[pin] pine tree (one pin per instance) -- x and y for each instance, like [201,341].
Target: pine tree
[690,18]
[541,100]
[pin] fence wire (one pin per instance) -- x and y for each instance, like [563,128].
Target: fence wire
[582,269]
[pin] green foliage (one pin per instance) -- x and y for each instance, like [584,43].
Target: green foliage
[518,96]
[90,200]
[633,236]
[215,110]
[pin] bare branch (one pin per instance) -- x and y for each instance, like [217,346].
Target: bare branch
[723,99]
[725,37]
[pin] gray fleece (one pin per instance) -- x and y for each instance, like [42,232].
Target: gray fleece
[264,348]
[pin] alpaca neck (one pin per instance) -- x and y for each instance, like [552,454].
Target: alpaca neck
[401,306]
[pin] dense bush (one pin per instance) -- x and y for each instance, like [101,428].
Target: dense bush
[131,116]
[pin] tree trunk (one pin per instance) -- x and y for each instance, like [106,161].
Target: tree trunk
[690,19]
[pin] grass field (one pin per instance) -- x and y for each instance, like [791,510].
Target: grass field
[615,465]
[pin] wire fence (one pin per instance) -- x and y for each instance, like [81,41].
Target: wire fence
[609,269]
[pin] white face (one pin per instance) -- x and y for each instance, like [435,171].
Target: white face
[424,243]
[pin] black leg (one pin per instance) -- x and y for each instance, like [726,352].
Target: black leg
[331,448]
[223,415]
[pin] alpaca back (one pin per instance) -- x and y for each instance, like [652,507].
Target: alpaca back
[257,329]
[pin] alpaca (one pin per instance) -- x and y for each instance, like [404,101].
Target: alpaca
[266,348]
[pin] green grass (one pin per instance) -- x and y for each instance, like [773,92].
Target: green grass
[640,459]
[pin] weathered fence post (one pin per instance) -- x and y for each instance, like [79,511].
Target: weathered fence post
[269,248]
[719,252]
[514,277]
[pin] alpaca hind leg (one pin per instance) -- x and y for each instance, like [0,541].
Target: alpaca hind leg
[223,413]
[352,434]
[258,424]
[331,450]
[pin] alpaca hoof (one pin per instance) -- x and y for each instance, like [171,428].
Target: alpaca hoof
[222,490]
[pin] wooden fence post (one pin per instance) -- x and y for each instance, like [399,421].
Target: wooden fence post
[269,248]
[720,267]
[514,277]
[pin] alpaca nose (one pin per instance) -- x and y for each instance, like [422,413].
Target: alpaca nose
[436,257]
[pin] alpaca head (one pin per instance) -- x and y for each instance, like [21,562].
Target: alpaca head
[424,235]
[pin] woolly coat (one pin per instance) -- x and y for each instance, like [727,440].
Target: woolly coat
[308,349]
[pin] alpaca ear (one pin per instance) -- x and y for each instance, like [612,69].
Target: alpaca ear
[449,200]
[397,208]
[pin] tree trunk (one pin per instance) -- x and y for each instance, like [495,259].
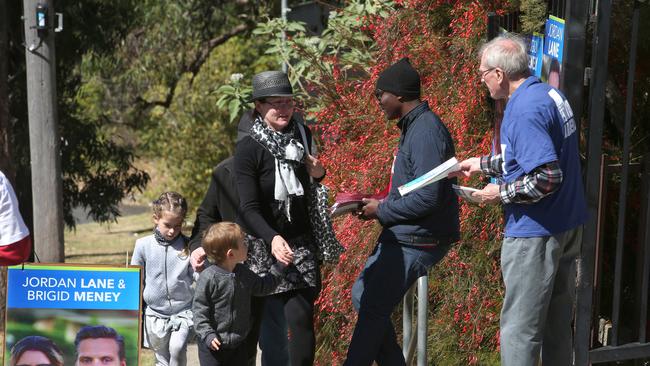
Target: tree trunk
[5,128]
[5,134]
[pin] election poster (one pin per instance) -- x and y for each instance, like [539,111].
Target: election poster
[535,53]
[553,49]
[72,313]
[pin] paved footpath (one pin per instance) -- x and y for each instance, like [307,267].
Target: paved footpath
[193,355]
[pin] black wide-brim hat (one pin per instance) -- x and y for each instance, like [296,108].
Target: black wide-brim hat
[271,84]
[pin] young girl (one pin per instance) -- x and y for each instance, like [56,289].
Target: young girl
[168,276]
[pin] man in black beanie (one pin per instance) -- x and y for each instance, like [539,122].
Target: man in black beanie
[418,229]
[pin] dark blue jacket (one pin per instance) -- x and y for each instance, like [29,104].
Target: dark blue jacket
[431,211]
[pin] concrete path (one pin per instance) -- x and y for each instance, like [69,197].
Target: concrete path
[193,355]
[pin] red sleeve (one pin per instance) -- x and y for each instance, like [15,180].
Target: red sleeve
[15,253]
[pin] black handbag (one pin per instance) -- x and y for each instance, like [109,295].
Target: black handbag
[329,248]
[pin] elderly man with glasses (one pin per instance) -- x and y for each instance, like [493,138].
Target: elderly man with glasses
[543,198]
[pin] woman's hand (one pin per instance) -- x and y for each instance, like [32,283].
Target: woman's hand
[281,250]
[314,167]
[197,259]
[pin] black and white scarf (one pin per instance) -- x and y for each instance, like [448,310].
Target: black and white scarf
[288,154]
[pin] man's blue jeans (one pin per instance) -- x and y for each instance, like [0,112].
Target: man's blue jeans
[390,271]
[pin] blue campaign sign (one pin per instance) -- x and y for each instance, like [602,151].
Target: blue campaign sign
[554,38]
[535,53]
[73,287]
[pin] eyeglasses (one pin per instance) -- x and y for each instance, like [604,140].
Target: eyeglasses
[281,104]
[485,72]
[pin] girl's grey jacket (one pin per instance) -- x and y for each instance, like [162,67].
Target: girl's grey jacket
[222,303]
[168,275]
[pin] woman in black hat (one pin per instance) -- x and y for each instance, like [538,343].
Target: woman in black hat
[273,170]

* Directions: Repeat the material above in full and exactly, omitting the pictures.

* Exercise solution:
[pin] pine tree (one pin per instance) -- x and y for each instance, like [201,341].
Target: pine tree
[690,18]
[541,100]
[pin] fence wire (one pin per instance) -- x and y for each instance, like [563,128].
Target: fence wire
[582,269]
[pin] green foliage (one pin per instance) -- x and y for each instance, like [584,43].
Target: green foliage
[518,96]
[90,200]
[633,236]
[215,110]
[pin] bare branch (one pin per instance) -- x and y for each instance, like [217,346].
Target: bare branch
[723,99]
[725,37]
[pin] gray fleece (one pin per instance) -- x and y for each instance, like [42,232].
Target: gray fleece
[264,348]
[pin] alpaca neck (one pin per instance) -- x and y for each instance, like [552,454].
Target: alpaca neck
[401,306]
[pin] dense bush (one pin per instance) -- x and y for each instance, like [101,428].
Target: dense bush
[131,116]
[pin] tree trunk (one pin per instance) -- x and y for each instance, like [106,161].
Target: tree trunk
[690,19]
[pin] grass field (one pin per instance) -- x and y for each instance, like [791,510].
Target: grass field
[615,465]
[pin] wire fence (one pin per instance) -- x and y for each instance, like [81,41].
Target: wire fence
[609,269]
[pin] white face (one pin per instance) -- x and y for each instance, like [435,171].
Target: white face
[424,243]
[pin] black leg (one pin per instance) -- x and y for each instance, like [726,352].
Target: black leg
[331,448]
[223,415]
[pin] alpaca back (one pin per instance) -- x and y for each instance, like [652,507].
Target: alpaca back
[257,329]
[pin] alpaca (one pin per instance) -- x and y for each instance, like [404,101].
Target: alpaca
[266,348]
[pin] green grass (one pin per instance) -- x and y for each instance, like [773,92].
Target: green grass
[640,459]
[pin] weathered fence post (one pin per instance) -- x and y for each instance, like [79,511].
Target: weathered fence post
[269,248]
[719,252]
[514,277]
[pin] alpaca hind leg (one pin per instance) -- x and y for each instance, like [0,541].
Target: alpaca hind leg
[223,413]
[352,434]
[258,424]
[331,450]
[pin] alpaca hoof (one pin per instance) -- x and y for each instance, like [171,428].
Target: alpaca hoof
[222,490]
[pin] wooden fence post (one pin per instance) -- x and y for each instance, like [399,421].
Target: wooden fence post
[269,248]
[720,267]
[514,277]
[pin] alpaca nose (one pin per instance) -- x and y for each instance, like [422,413].
Target: alpaca nose
[436,257]
[pin] alpaca head (one pin per instance) -- x and y for each instance, like [21,562].
Target: alpaca head
[424,235]
[pin] woolly coat (one pin per instance) -- x and y for each instance, like [727,440].
Target: woolly coat
[308,349]
[pin] alpaca ear (one pin per instance) -- x and y for each instance, like [612,69].
Target: alpaca ear
[449,200]
[397,208]
[pin] tree trunk (one pin per instance) -- x and y for each instance, like [495,259].
Target: tree trunk
[5,128]
[5,134]
[pin] election poster (one pin per instance) -- x and y for each instance, like [539,111].
Target: election poster
[535,53]
[553,49]
[72,313]
[pin] paved footpath (one pin per instance) -- x and y for each instance, like [307,267].
Target: paved footpath
[193,355]
[pin] black wide-brim hat (one pin per instance) -- x and y for each instance, like [296,108].
Target: black wide-brim hat
[271,84]
[pin] young girl (one pin per instance) -- x and y for each instance, like [56,289].
Target: young girl
[168,276]
[pin] man in black beanie (one pin per instance) -- x and y for each instance, like [539,122].
Target: man in black beanie
[418,229]
[pin] dark blue jacket (one pin per instance) -- x and y for each instance, like [29,104].
Target: dark blue jacket
[431,211]
[pin] concrete path (one pin per instance) -- x and y for each instance, like [69,197].
Target: concrete path
[193,355]
[pin] red sleeve (one pin per instance) -- x and y for each instance, like [15,180].
Target: red sleeve
[15,253]
[pin] black handbag (one pin per instance) -- x and y for each instance, like [109,295].
Target: black handbag
[329,248]
[pin] elderly man with glasses (one pin per instance) -- x and y for each instance, like [493,138].
Target: elderly man with glasses
[543,198]
[pin] woman's hand (one pin per instance) -- x and y for each instance, like [32,283].
Target: woman's hand
[281,250]
[314,167]
[197,259]
[pin] black and white scarf (one pin per instance) -- x and y for each instance, like [448,310].
Target: black and white scarf
[288,154]
[pin] man's blue jeans (one pin per instance) -- x and y for each instance, like [0,112].
Target: man's blue jeans
[390,271]
[pin] blue campaign sign (one pin per instance) -- x and y for each instance, like [602,151].
Target: blue campaign sign
[554,38]
[535,53]
[73,287]
[pin] eyeglasses (one pin per instance) -- x and y for each instance, like [604,140].
Target: eyeglasses
[281,104]
[485,72]
[pin] girl's grey jacket (one pin per instance) -- x and y for each instance, like [162,67].
Target: girl's grey jacket
[222,303]
[168,275]
[pin] woman in black hat (one pin per instance) -- x and y for each instance, like [538,343].
Target: woman in black hat
[273,170]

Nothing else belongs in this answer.